--- The input ---
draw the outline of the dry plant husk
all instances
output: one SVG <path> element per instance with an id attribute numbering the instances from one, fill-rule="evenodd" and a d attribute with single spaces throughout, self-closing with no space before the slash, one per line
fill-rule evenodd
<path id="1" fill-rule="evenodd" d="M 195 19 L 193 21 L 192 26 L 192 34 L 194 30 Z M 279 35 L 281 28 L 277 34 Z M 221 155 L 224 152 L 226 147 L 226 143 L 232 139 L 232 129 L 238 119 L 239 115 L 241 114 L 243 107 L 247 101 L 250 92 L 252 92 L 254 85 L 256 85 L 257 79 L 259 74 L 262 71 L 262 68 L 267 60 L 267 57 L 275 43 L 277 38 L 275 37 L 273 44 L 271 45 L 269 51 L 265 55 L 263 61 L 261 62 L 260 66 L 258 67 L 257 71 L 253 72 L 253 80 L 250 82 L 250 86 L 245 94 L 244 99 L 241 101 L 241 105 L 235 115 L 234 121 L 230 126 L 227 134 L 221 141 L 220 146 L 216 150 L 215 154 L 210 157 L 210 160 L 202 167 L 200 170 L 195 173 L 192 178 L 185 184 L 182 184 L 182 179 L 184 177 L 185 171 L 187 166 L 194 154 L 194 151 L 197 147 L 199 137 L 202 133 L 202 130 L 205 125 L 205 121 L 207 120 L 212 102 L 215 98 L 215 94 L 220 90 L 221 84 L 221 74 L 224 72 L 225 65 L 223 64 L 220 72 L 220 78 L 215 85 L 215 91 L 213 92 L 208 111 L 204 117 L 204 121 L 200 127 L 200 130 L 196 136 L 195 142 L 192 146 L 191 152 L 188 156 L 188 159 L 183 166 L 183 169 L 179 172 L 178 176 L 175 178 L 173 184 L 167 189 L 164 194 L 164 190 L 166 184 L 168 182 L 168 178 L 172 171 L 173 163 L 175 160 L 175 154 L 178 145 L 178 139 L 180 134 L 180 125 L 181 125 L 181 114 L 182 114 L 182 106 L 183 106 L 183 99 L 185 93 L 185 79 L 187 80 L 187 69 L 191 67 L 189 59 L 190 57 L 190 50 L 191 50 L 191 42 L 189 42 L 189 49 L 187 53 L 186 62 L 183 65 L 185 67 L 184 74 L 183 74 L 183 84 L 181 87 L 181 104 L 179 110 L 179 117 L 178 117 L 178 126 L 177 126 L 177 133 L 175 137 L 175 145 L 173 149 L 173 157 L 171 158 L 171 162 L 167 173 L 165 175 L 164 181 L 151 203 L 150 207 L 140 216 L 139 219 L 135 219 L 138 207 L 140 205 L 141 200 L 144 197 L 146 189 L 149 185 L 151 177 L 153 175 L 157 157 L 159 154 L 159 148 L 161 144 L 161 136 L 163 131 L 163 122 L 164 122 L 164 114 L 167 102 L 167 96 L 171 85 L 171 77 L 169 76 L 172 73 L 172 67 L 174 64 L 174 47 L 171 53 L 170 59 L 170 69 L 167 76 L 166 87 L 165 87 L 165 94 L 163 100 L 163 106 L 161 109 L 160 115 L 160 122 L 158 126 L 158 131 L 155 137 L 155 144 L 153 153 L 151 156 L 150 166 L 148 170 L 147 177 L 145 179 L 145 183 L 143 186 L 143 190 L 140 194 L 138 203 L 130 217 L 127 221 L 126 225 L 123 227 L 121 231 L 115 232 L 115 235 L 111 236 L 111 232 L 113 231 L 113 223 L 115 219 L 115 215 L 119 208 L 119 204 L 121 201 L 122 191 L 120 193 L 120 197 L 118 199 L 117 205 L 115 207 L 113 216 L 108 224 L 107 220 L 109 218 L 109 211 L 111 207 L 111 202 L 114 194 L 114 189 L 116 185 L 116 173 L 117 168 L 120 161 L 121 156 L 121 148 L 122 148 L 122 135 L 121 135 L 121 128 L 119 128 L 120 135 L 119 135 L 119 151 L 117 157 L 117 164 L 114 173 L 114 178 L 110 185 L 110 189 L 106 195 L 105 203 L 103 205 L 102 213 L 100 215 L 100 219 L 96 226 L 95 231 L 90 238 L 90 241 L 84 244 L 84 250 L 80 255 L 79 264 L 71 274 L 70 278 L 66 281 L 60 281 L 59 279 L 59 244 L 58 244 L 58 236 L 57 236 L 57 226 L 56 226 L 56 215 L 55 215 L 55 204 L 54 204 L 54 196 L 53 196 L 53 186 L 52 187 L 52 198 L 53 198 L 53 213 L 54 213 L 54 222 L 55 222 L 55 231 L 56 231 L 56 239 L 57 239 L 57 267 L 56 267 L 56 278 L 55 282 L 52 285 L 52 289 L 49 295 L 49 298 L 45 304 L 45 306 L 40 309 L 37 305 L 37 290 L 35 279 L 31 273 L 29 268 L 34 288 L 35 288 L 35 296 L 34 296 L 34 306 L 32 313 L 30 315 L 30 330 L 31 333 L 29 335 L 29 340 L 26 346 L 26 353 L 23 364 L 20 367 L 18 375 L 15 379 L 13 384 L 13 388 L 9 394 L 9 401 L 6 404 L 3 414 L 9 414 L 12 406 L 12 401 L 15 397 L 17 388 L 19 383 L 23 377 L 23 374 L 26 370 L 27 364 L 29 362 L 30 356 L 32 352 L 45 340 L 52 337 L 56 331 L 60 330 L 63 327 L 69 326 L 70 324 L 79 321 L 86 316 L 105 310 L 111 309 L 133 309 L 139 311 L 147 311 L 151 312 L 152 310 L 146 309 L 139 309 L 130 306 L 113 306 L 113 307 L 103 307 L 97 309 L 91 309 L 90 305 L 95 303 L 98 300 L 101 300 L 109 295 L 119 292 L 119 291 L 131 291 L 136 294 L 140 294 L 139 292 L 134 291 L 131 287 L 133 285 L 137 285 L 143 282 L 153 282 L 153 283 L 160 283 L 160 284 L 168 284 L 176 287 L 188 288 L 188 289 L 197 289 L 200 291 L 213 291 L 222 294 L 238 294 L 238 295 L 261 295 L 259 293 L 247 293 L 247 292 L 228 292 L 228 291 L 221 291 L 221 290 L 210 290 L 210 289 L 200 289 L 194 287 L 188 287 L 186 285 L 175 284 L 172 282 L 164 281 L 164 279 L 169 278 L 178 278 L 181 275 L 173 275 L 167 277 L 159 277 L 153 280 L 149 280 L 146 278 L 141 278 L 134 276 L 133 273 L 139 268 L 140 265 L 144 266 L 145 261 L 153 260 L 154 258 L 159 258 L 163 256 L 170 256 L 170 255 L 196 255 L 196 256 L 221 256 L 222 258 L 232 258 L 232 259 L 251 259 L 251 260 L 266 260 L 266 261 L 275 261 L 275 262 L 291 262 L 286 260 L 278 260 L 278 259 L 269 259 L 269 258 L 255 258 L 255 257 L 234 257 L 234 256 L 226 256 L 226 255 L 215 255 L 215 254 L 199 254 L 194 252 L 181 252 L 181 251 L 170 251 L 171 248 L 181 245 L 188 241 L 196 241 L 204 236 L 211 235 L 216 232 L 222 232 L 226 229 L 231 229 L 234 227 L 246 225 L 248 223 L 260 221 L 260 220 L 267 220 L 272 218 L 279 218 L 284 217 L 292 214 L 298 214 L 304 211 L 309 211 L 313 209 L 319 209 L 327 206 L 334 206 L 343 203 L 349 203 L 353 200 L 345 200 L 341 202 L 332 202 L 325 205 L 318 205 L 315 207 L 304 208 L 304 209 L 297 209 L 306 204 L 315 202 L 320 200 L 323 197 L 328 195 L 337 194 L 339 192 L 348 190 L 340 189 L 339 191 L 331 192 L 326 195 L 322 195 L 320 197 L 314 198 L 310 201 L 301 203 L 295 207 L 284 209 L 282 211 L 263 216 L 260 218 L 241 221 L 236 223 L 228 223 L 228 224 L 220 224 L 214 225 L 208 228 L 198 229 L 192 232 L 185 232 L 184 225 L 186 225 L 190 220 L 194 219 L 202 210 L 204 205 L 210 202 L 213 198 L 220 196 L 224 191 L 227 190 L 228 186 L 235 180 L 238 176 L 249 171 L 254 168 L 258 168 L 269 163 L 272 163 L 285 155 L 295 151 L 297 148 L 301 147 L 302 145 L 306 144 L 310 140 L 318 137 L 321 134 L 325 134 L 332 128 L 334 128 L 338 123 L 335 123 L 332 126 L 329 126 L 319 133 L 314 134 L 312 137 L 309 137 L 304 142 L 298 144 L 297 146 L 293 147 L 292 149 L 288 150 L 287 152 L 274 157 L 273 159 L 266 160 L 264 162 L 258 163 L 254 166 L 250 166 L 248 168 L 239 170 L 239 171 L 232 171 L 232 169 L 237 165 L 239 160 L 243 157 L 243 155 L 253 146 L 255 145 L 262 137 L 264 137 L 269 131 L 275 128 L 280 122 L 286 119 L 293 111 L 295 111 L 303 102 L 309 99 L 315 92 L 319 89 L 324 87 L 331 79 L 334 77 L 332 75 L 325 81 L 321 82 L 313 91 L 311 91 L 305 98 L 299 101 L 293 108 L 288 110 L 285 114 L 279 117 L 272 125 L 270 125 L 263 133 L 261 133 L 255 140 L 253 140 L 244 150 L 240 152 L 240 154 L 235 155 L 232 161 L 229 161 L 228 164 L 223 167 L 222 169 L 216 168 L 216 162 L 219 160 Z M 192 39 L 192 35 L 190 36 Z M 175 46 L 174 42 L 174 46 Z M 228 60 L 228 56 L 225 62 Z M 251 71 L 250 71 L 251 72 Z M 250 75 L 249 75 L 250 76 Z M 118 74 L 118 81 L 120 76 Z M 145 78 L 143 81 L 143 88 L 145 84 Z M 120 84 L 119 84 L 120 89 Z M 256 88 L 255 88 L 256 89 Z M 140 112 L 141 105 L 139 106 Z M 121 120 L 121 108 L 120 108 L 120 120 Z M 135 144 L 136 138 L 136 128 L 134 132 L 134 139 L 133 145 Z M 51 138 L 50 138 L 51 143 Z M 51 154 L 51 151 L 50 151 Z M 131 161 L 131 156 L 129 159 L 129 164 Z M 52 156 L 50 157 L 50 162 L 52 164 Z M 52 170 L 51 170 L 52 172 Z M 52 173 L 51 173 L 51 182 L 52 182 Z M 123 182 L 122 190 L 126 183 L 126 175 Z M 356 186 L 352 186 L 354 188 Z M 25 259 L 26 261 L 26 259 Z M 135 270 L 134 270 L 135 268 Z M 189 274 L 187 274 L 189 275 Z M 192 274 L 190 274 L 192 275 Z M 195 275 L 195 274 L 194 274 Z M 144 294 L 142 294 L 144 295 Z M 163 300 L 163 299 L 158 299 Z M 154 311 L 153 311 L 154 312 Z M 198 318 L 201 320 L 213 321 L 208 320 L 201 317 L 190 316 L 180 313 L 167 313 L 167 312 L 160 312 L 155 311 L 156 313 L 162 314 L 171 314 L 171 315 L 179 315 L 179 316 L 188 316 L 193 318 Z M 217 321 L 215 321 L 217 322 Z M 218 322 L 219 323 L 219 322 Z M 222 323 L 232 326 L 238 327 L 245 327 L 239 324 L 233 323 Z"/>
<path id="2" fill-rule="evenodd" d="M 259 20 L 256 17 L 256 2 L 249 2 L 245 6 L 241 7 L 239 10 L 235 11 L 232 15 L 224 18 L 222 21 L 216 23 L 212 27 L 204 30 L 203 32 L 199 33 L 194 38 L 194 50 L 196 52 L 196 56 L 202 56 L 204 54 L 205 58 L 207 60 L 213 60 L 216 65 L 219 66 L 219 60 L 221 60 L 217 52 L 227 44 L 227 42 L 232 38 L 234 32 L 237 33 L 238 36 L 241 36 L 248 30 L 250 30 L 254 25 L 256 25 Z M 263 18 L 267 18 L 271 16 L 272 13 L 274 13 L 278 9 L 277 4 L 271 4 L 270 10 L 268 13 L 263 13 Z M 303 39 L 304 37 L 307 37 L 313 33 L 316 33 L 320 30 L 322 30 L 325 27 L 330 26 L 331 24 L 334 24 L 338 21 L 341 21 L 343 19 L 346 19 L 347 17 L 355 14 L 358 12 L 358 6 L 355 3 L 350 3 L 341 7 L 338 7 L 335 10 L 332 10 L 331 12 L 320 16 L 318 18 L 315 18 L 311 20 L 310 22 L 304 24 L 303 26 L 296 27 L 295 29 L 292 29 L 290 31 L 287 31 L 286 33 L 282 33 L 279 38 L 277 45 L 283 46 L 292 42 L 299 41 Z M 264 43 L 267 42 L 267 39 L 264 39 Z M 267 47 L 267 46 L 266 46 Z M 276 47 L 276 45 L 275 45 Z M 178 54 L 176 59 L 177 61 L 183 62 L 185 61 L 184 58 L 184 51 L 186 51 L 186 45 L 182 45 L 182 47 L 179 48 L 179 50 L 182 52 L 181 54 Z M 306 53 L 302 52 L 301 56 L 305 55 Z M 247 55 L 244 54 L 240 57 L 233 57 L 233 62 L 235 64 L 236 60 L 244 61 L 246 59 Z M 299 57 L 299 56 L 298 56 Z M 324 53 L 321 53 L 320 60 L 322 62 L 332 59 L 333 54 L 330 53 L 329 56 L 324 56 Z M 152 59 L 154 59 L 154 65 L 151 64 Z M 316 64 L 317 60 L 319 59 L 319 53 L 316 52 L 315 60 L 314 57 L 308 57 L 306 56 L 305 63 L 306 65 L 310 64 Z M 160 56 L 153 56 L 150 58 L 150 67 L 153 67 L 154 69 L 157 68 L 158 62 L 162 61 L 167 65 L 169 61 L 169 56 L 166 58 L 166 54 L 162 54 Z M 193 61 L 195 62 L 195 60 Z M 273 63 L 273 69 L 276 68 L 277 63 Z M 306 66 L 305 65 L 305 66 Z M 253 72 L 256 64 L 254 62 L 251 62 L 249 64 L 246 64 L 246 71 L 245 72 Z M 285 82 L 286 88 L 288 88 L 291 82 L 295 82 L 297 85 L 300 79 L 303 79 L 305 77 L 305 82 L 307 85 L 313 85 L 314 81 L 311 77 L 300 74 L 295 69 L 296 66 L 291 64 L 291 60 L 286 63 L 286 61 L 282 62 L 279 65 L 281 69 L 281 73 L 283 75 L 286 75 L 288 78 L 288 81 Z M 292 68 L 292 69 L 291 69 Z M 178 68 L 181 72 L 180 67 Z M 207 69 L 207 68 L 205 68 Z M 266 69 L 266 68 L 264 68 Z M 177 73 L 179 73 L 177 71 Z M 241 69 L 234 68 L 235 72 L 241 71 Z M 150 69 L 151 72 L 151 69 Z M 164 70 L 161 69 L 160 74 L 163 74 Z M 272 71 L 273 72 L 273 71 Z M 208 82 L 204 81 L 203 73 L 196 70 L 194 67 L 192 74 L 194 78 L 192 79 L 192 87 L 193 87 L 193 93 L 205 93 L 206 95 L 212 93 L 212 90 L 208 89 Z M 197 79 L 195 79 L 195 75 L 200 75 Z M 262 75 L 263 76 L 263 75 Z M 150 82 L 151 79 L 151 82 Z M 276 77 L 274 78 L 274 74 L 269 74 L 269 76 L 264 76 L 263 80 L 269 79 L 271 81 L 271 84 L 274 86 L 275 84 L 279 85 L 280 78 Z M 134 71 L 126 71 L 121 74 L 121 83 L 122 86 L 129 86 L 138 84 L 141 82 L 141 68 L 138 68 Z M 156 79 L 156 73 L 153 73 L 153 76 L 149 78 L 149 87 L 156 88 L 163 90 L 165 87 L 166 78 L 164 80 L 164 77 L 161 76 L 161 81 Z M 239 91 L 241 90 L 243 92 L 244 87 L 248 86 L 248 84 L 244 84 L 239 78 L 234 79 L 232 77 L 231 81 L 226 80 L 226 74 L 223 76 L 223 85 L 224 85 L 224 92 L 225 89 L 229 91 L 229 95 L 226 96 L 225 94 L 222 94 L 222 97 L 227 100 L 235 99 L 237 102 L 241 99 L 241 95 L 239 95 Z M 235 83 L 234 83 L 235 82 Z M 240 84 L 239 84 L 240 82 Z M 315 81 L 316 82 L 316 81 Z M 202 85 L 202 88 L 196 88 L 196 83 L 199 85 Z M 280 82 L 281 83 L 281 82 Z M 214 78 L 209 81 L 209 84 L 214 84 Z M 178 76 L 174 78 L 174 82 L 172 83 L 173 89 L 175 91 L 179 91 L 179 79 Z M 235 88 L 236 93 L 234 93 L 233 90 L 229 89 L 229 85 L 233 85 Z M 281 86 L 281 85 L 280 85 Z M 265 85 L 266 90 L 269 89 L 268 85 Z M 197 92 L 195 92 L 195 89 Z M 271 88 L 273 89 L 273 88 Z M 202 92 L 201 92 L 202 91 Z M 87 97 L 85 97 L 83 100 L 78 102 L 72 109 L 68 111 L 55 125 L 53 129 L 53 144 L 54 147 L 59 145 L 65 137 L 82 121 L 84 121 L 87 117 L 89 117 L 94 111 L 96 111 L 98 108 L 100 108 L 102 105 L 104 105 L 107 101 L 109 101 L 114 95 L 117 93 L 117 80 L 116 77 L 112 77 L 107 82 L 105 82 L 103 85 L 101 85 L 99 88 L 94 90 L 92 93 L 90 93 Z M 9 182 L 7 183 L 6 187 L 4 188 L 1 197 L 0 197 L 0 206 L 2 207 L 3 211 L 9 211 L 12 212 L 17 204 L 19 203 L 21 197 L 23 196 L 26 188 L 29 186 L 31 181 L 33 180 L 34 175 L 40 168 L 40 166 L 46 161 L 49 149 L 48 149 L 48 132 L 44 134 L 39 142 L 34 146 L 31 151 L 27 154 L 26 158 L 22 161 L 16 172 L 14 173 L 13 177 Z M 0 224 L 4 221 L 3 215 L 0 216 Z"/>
---
[Exercise description]: Please rewrite the items from their first line through the line with "fill-rule evenodd", putting "shell" in place of "husk" and leaving all else as it is. Give only those lines.

[Complete output]:
draw the outline of the dry plant shell
all instances
output: one SVG <path> element per instance with an id attribute numbering the instances from one, fill-rule="evenodd" and a d attribute with single spaces throughout, self-closing with no space before the slash, one per line
fill-rule evenodd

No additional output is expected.